# [To be done]
Update the records starting at the beginning and ending at the line containing "point(431, 157)", replacing every "Target" with "Object" and leaving all else unchanged. Leave the pictures out of your answer.

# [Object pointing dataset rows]

start

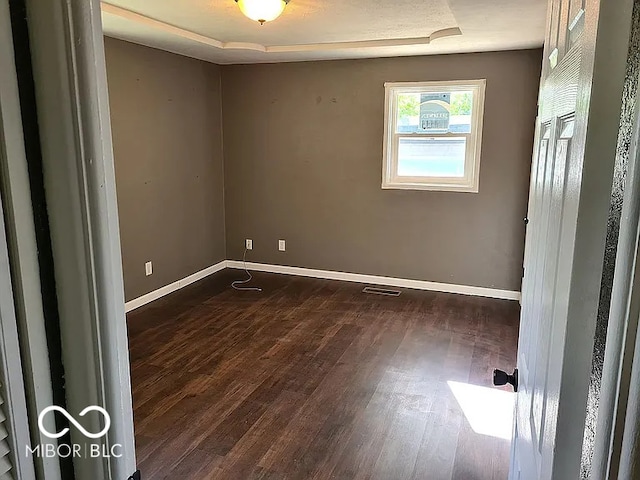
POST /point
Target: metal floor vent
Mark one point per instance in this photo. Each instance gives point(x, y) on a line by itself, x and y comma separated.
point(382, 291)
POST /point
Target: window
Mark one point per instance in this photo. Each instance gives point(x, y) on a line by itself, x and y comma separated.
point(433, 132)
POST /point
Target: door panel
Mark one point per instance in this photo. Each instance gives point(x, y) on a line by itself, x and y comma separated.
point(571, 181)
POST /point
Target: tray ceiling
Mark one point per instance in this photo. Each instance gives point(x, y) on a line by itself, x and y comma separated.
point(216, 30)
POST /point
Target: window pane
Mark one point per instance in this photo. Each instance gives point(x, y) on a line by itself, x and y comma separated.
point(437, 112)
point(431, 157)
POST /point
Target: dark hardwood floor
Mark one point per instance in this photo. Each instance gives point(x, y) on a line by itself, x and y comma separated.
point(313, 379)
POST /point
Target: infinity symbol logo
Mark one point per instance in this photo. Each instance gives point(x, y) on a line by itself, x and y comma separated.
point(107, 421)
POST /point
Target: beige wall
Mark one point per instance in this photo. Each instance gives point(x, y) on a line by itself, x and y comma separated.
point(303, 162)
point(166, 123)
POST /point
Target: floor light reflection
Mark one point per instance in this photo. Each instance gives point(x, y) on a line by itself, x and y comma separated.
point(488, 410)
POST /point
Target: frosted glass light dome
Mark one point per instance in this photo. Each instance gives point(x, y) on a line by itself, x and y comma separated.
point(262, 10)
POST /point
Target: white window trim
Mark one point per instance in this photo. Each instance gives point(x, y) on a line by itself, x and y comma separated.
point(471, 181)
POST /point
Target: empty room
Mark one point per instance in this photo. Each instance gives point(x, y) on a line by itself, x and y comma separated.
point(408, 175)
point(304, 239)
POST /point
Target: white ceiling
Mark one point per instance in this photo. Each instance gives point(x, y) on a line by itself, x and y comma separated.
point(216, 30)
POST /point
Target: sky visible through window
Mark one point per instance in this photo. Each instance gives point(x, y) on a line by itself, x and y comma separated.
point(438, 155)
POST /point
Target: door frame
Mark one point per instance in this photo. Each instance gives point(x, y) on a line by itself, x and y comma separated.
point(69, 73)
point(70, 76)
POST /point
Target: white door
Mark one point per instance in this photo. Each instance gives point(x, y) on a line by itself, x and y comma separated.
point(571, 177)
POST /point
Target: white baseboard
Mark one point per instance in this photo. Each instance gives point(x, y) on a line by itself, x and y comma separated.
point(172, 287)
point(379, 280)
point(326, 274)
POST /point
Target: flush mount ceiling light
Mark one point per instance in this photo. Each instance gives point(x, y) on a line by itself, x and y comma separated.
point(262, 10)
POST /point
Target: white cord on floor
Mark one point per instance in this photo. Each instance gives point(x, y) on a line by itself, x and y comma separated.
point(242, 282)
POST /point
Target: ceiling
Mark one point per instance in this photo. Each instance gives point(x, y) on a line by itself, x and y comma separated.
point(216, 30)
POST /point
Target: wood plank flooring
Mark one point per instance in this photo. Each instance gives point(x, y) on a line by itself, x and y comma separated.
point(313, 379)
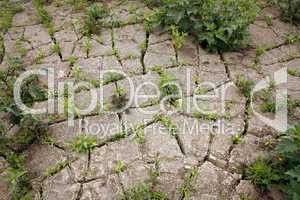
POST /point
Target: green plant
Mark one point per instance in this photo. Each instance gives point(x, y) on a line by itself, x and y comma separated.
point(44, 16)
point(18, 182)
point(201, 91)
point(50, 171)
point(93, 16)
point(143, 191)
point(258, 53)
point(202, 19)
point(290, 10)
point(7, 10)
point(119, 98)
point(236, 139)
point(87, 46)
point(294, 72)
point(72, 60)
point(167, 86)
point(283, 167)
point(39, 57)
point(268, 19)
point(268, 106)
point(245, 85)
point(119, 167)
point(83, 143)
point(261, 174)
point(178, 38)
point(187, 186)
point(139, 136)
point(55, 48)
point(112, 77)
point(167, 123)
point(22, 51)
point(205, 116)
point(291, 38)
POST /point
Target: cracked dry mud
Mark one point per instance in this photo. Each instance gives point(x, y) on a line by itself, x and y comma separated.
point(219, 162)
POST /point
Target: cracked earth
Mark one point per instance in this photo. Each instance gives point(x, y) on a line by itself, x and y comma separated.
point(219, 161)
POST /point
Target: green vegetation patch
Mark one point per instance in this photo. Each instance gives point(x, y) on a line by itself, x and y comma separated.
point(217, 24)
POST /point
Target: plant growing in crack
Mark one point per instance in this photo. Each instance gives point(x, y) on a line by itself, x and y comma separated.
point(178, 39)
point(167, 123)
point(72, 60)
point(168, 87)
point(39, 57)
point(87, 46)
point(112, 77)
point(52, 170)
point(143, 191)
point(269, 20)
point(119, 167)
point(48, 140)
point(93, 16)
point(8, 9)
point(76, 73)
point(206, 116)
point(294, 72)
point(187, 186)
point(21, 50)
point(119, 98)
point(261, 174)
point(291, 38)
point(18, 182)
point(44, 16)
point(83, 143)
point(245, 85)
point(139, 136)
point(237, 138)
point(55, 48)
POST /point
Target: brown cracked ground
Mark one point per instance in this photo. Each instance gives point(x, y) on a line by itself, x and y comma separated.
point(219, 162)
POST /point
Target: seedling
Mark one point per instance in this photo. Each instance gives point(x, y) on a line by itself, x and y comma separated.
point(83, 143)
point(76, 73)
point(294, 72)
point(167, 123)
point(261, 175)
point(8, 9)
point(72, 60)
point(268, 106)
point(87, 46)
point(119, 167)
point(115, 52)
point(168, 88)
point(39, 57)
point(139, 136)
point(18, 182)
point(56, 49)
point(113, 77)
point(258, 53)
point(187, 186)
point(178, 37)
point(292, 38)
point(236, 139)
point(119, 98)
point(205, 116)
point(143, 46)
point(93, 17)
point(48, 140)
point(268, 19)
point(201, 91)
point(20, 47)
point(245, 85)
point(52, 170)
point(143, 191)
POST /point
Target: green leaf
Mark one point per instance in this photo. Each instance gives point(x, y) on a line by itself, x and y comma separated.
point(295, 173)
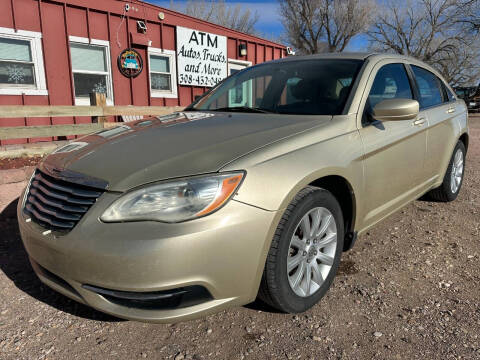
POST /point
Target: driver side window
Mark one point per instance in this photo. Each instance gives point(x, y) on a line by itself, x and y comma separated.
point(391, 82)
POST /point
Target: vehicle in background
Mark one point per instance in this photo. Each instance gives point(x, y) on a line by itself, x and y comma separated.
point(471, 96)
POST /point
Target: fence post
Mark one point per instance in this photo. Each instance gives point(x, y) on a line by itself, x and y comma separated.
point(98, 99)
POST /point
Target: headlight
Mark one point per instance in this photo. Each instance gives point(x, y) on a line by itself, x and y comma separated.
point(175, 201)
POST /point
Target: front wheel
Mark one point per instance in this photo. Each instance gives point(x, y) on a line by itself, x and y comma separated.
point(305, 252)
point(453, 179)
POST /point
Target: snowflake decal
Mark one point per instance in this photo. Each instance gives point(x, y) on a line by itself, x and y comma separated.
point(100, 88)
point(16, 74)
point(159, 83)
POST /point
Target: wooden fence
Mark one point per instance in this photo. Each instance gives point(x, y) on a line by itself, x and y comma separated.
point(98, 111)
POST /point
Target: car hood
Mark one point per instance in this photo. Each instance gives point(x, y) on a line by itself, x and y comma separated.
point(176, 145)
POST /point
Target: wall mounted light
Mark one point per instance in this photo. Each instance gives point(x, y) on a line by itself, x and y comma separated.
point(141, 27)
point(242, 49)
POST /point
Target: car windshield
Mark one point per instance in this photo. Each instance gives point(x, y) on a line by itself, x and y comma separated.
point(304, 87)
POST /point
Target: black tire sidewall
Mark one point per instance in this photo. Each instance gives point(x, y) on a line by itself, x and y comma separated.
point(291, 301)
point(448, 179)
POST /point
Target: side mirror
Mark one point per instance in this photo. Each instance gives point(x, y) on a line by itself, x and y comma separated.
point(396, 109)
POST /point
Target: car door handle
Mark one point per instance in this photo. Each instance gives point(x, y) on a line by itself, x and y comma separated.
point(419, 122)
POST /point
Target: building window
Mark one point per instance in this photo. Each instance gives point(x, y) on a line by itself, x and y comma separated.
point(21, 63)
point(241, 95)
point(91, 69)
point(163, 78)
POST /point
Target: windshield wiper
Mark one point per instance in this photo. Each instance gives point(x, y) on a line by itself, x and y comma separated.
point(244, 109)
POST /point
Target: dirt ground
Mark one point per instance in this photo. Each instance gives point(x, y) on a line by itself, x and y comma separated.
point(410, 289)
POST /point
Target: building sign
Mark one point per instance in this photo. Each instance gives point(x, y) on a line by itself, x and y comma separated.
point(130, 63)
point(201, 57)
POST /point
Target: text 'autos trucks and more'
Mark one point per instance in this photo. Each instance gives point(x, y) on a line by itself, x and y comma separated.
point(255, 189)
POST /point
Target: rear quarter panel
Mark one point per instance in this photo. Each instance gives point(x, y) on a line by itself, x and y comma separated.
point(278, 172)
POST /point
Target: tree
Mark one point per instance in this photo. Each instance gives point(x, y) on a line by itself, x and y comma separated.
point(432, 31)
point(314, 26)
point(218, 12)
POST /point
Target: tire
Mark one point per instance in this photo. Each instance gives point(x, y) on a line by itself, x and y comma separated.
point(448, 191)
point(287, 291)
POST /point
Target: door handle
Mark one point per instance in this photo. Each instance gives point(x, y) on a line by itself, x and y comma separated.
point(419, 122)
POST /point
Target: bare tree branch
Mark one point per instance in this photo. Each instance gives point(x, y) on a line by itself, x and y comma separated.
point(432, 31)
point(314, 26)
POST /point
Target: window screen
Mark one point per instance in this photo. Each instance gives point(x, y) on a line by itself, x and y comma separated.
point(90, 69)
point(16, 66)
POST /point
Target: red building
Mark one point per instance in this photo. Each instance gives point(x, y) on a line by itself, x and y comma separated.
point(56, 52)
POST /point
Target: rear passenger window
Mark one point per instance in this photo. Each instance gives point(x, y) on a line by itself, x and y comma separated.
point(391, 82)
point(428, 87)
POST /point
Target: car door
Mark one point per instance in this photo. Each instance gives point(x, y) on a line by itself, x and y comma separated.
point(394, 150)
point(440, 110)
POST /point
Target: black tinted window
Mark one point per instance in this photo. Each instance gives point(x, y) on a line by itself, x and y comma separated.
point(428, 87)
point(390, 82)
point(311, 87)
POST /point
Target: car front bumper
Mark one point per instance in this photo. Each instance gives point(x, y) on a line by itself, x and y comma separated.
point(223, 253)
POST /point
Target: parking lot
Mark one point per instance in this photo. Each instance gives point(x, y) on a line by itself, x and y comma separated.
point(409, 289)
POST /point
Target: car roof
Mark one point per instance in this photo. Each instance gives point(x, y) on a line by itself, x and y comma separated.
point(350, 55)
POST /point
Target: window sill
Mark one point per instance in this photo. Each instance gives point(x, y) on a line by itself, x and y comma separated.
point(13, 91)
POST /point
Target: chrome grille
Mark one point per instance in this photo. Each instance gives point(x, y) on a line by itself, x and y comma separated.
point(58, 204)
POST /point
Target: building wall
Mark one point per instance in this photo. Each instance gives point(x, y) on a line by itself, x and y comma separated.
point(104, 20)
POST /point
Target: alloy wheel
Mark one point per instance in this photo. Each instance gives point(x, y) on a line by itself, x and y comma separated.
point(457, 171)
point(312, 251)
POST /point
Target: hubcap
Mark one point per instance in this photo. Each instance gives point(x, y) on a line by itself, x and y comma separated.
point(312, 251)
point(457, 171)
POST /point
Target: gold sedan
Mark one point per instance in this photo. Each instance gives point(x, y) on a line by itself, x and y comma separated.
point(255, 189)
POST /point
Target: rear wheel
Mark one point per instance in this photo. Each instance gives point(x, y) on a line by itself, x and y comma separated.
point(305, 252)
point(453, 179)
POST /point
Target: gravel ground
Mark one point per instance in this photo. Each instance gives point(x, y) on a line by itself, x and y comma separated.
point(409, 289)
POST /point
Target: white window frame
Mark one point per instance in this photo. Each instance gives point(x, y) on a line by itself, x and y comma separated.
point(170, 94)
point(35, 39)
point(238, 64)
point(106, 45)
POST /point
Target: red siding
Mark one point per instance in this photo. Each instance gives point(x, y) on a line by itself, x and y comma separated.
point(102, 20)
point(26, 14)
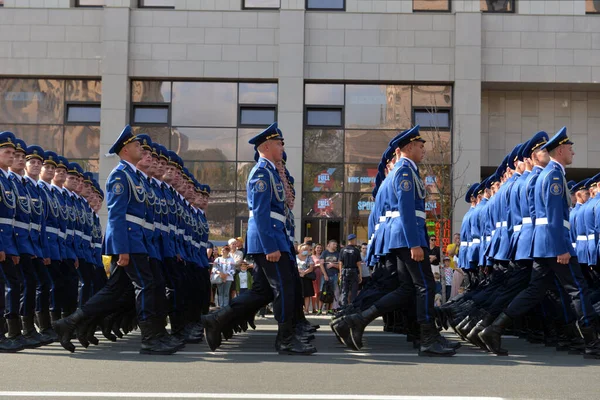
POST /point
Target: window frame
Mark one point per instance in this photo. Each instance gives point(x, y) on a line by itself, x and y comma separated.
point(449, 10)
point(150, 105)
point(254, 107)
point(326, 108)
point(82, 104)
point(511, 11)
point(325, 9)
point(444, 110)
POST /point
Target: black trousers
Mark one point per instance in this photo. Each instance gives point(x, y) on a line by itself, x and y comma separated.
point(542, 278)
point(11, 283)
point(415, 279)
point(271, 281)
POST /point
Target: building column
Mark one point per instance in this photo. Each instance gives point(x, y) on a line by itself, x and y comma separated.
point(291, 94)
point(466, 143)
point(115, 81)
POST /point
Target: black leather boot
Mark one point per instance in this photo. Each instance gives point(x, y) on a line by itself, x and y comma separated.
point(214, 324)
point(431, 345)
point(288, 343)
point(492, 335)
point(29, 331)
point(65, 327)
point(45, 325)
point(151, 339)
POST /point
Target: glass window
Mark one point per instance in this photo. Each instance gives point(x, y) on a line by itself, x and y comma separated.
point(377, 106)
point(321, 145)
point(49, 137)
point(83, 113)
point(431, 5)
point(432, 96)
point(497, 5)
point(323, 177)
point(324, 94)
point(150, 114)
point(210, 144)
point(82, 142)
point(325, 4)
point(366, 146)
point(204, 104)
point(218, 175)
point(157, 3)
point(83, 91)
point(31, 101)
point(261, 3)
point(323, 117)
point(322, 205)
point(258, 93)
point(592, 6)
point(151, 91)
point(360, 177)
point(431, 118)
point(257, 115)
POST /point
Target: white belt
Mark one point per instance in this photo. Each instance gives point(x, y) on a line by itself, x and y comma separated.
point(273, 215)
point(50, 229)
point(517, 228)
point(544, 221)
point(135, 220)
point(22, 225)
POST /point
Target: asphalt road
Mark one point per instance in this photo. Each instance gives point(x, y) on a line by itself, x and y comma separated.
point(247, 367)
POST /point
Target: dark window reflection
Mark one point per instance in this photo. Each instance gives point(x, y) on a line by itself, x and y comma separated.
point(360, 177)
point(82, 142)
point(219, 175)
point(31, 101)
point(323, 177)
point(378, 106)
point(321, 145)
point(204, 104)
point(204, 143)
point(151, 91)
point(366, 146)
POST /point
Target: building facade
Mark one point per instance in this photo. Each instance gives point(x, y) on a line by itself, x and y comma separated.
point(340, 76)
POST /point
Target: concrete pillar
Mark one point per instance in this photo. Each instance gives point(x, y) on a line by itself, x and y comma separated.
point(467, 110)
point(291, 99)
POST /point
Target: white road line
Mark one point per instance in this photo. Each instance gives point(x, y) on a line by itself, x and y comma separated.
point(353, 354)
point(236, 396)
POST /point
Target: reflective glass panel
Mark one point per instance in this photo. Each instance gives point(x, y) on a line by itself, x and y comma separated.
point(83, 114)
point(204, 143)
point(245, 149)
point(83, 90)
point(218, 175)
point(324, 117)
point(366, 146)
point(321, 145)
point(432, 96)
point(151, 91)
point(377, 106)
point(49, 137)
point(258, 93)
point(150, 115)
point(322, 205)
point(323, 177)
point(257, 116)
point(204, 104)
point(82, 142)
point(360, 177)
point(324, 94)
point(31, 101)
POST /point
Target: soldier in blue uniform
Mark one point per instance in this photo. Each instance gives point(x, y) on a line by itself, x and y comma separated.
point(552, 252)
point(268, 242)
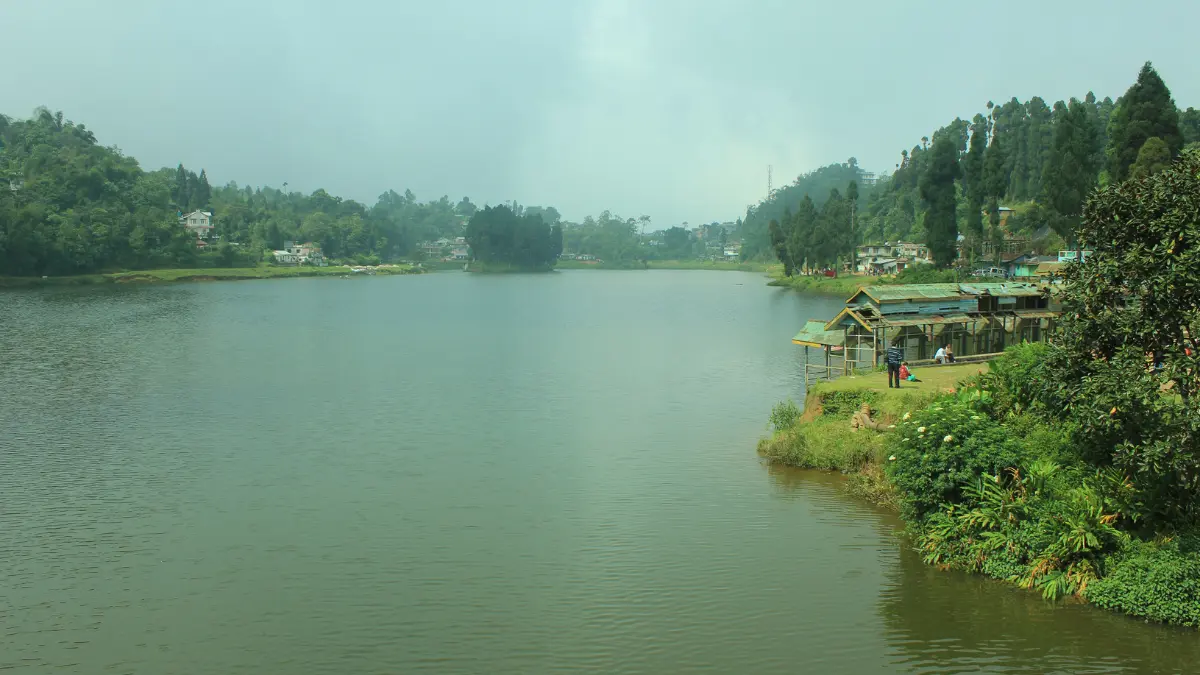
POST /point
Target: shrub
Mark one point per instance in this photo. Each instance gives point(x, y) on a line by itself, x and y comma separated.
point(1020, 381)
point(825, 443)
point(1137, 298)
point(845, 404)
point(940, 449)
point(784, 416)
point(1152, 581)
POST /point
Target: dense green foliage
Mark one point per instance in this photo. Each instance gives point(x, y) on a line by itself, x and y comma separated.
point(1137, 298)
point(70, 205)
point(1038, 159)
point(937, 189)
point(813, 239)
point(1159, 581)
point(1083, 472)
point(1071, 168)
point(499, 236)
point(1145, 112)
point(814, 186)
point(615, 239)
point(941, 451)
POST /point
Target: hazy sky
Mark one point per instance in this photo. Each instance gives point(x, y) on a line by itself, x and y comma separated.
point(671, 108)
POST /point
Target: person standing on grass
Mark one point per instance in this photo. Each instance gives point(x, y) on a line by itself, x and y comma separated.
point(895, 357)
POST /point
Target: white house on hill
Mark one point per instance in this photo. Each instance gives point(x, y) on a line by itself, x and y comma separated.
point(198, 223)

end

# [Expected output]
POST /point
Object: metal floor vent
Mark one point per instance in this photo. Each instance gives point(x, y) on a line by itself, x and y comma separated.
point(382, 291)
POST /point
Object: window
Mark one point per instance in this photo. Each instance gives point(x, y) on a line by itself, x and y comma separated.
point(433, 132)
POST /point
Object: door panel
Mark one point per instance in this photo. Each instance gives point(x, y) on a line by itself, x and y comma separated.
point(571, 181)
POST /point
Object: tray ceiling
Mark one point per instance in this photo. Each instance gives point(x, y) on a line by itself, x and y comma separated.
point(216, 30)
POST /point
Object: window pane
Mark one point per instance in this photo. Each instance gives point(x, y) on a line by itself, x and y comma separated.
point(437, 112)
point(431, 157)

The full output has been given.